→ **TASK BRIEF**
The result should be the lines from the one holding "Query: carrot skin texture" to the final line of the records below, repeated exactly and with no pictures.

Stored dataset items
* * * *
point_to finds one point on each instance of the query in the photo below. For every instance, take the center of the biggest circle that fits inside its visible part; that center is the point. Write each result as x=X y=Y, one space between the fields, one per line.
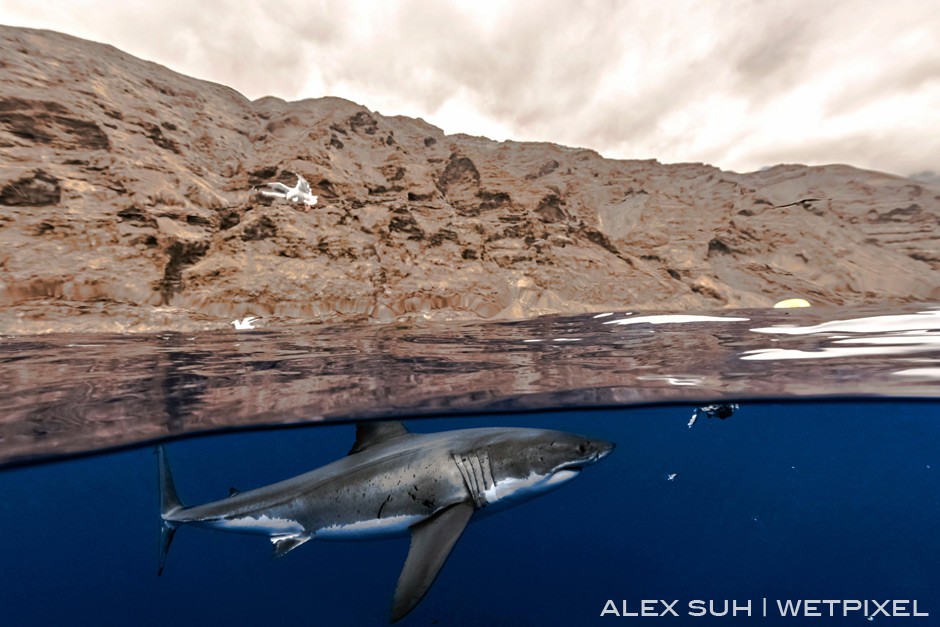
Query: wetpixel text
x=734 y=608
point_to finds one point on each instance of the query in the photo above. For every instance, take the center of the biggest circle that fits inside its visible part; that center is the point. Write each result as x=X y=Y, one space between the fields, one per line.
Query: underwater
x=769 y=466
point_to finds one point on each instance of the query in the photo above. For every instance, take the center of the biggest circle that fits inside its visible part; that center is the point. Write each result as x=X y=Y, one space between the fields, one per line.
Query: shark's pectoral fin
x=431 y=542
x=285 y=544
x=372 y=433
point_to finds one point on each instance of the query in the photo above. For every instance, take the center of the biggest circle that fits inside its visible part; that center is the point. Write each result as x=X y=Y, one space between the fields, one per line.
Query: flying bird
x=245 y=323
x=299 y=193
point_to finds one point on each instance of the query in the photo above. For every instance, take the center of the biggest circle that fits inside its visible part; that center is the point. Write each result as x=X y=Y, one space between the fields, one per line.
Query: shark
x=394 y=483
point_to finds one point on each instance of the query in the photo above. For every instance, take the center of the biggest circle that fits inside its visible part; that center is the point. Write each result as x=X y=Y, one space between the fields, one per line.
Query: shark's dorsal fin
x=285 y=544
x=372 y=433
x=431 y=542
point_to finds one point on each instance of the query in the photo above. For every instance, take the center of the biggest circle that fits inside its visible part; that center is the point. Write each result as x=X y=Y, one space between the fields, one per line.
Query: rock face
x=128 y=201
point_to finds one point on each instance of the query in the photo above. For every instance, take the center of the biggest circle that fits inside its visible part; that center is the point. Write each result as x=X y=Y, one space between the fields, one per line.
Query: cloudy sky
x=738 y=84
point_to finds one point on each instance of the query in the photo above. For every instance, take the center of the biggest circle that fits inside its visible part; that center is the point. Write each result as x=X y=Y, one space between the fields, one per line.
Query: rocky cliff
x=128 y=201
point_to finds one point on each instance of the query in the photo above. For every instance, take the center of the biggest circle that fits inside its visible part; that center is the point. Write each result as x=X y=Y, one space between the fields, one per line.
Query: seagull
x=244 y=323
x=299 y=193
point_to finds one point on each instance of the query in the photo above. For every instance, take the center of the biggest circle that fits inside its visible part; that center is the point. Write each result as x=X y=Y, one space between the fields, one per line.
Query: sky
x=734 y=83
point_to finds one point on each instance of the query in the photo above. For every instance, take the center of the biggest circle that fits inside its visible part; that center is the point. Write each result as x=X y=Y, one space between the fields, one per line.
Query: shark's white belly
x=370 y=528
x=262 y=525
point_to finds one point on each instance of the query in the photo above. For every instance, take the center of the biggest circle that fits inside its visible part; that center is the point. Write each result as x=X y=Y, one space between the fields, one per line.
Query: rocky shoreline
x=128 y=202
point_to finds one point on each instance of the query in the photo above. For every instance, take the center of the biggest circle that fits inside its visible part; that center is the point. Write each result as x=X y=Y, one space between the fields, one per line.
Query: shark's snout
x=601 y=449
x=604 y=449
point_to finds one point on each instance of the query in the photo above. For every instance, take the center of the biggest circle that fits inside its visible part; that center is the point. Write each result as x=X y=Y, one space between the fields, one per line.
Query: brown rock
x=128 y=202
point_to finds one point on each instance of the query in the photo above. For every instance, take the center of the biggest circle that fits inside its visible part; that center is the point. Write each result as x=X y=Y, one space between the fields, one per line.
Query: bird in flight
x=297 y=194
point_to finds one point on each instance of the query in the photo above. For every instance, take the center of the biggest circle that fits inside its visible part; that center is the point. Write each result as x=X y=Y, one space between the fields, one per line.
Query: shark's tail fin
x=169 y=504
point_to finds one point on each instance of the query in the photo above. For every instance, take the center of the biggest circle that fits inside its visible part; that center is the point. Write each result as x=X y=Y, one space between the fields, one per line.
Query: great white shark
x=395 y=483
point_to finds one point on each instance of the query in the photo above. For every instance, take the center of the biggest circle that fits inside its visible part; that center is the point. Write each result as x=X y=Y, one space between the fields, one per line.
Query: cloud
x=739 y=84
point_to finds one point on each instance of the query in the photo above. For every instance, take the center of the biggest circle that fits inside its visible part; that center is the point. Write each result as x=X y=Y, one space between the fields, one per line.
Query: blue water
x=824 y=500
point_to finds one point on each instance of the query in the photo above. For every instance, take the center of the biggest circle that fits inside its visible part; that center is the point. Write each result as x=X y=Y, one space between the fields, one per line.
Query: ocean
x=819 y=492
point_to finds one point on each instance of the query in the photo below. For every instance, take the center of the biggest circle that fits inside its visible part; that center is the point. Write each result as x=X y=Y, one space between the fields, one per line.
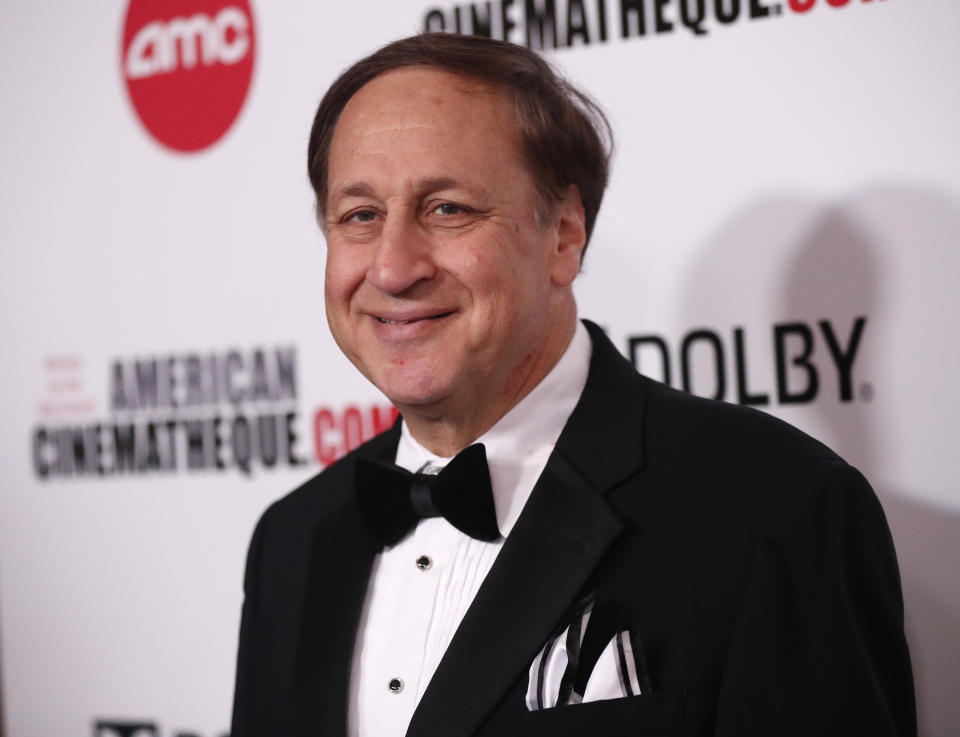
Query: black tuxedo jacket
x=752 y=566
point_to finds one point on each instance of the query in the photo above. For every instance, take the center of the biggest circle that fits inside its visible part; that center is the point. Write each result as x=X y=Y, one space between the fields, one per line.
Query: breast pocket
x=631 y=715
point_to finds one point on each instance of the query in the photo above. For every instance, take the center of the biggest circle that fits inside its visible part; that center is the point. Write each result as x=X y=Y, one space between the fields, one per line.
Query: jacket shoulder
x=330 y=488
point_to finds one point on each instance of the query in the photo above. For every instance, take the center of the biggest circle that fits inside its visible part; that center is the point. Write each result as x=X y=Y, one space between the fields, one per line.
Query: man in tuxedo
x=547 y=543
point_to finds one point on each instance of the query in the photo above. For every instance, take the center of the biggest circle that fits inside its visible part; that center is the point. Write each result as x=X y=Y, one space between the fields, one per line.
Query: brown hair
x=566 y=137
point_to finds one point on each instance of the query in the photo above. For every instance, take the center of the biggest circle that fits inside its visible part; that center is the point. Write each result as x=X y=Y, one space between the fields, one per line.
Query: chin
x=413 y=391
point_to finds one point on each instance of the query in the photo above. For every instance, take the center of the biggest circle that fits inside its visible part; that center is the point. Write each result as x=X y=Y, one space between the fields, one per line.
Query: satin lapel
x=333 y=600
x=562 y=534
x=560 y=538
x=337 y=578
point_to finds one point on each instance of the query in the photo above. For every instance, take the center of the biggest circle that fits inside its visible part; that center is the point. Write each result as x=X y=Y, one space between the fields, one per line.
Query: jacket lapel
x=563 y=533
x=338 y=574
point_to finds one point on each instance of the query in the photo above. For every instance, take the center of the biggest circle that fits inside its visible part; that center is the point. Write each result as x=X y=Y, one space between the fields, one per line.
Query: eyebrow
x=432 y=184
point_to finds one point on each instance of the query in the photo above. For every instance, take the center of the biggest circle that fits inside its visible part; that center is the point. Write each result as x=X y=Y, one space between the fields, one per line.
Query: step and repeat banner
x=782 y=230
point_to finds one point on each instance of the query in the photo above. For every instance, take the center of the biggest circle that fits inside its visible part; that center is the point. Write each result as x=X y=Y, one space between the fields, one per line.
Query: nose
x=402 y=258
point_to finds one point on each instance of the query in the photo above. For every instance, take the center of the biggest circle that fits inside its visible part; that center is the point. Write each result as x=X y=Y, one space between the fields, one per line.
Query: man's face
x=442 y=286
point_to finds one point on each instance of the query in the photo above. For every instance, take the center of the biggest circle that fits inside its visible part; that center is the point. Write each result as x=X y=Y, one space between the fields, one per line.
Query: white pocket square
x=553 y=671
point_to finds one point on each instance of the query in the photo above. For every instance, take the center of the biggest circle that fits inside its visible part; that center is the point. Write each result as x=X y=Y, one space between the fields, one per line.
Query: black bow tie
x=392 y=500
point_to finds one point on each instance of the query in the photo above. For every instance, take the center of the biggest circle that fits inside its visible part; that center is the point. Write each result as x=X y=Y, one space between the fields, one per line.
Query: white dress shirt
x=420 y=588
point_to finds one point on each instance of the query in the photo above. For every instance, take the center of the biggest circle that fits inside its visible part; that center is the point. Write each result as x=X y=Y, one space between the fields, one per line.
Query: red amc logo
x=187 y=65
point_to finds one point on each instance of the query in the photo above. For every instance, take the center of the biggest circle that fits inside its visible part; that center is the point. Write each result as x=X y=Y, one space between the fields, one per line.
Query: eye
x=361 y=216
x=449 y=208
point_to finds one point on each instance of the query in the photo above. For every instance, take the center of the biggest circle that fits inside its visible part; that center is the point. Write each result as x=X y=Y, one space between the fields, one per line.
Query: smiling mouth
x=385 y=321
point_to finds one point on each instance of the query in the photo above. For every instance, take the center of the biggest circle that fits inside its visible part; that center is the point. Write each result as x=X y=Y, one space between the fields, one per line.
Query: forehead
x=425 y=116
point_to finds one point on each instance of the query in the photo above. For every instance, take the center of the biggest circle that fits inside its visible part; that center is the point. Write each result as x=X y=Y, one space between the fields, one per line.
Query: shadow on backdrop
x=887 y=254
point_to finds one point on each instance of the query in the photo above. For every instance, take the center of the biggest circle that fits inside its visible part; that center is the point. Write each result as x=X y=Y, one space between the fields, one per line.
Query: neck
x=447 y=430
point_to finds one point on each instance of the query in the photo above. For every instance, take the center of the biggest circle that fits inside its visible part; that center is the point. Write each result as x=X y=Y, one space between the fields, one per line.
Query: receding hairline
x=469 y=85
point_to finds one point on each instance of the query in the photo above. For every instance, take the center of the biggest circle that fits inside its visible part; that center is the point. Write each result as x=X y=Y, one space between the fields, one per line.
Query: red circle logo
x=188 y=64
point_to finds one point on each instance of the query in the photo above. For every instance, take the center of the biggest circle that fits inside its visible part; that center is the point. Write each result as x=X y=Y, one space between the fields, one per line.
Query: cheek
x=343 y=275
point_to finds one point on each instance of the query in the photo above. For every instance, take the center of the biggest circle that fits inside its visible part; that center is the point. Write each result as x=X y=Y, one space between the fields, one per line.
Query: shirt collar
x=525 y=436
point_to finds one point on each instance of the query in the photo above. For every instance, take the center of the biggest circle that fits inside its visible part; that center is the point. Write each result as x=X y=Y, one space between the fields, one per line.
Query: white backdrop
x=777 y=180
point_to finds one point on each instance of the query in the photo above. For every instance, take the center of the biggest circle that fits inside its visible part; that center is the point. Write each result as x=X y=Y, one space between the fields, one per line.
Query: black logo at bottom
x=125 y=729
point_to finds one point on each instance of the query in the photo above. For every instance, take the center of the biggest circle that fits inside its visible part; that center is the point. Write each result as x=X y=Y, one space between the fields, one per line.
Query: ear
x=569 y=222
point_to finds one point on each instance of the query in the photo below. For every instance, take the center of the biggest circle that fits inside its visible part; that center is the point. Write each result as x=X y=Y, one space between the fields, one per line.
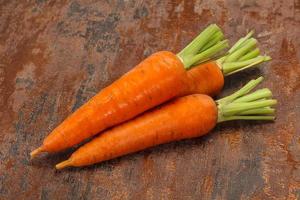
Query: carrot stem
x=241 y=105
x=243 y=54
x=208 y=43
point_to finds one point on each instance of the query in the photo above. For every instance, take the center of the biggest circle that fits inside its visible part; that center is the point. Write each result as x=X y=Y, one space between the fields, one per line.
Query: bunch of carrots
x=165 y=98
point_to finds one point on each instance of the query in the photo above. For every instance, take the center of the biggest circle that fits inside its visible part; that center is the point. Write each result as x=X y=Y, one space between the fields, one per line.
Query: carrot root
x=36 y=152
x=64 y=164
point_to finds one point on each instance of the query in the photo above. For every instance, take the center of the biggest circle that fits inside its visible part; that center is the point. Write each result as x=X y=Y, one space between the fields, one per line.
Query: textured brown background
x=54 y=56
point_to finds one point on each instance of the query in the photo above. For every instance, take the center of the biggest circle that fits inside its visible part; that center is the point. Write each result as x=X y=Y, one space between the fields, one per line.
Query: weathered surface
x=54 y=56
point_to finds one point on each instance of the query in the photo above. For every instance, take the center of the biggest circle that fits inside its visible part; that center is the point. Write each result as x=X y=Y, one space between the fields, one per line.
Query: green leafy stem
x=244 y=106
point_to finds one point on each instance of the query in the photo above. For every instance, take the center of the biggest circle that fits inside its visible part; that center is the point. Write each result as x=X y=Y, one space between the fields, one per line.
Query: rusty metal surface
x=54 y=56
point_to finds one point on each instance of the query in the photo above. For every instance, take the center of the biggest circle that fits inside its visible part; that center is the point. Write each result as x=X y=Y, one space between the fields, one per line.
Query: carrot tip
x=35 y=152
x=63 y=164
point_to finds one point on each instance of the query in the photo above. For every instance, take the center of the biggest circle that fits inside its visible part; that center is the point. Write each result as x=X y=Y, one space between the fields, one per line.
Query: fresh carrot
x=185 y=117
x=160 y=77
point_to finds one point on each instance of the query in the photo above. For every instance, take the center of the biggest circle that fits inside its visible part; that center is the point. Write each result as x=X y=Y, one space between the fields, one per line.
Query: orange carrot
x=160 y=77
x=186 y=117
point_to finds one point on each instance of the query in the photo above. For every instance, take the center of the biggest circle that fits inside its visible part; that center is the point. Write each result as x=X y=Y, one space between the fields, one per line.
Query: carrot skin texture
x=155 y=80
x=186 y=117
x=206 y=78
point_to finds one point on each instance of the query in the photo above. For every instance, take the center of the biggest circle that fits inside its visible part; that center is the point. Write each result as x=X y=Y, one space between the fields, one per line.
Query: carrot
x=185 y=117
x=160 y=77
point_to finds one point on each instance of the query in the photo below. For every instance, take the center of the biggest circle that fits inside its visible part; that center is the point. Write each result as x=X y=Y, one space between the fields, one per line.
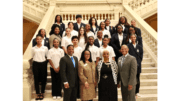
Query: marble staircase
* * * *
→ **EXERCISE SOLUTION**
Query: carrot skin texture
x=155 y=80
x=186 y=117
x=206 y=78
point_to finds one point on each instance of the query in the photo above. For every instance, take the center of the biggest circle that fits inside its visible part; that center is the point. Write each result as x=X y=Y, one space between the fields, one per line.
Query: carrot
x=185 y=117
x=160 y=77
point_to finds one point on each instance of the query in the photo below. For every instance, take the center of the biggest circle that fits inside its visible part; that center is the point. Write each result as x=X y=Y, one space between the fields, one per line.
Query: marble staircase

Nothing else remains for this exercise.